■ REQUIREMENT: Please count the lines below that contain the word "tree", and reply with the number only.
######
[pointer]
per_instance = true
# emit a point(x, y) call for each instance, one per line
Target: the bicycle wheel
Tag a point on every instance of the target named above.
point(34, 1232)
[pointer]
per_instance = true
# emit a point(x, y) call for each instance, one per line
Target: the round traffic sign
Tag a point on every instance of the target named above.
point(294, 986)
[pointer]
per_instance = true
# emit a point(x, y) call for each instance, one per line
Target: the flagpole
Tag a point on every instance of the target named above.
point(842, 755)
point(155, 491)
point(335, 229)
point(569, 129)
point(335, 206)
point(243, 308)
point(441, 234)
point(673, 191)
######
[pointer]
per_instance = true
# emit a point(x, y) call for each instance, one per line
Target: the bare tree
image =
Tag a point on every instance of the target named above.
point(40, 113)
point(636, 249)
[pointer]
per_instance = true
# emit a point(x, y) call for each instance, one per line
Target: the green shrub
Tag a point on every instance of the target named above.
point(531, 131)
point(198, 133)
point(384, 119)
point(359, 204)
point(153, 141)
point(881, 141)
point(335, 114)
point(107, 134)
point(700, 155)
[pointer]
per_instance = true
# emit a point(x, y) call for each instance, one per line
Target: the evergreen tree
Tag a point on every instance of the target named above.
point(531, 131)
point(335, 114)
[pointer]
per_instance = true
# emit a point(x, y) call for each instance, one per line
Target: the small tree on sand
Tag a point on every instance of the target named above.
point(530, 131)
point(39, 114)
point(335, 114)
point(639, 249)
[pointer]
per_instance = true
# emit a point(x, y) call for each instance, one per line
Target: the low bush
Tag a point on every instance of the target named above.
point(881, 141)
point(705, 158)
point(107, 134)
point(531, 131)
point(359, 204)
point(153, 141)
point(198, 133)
######
■ EXERCISE RESPONSE: 3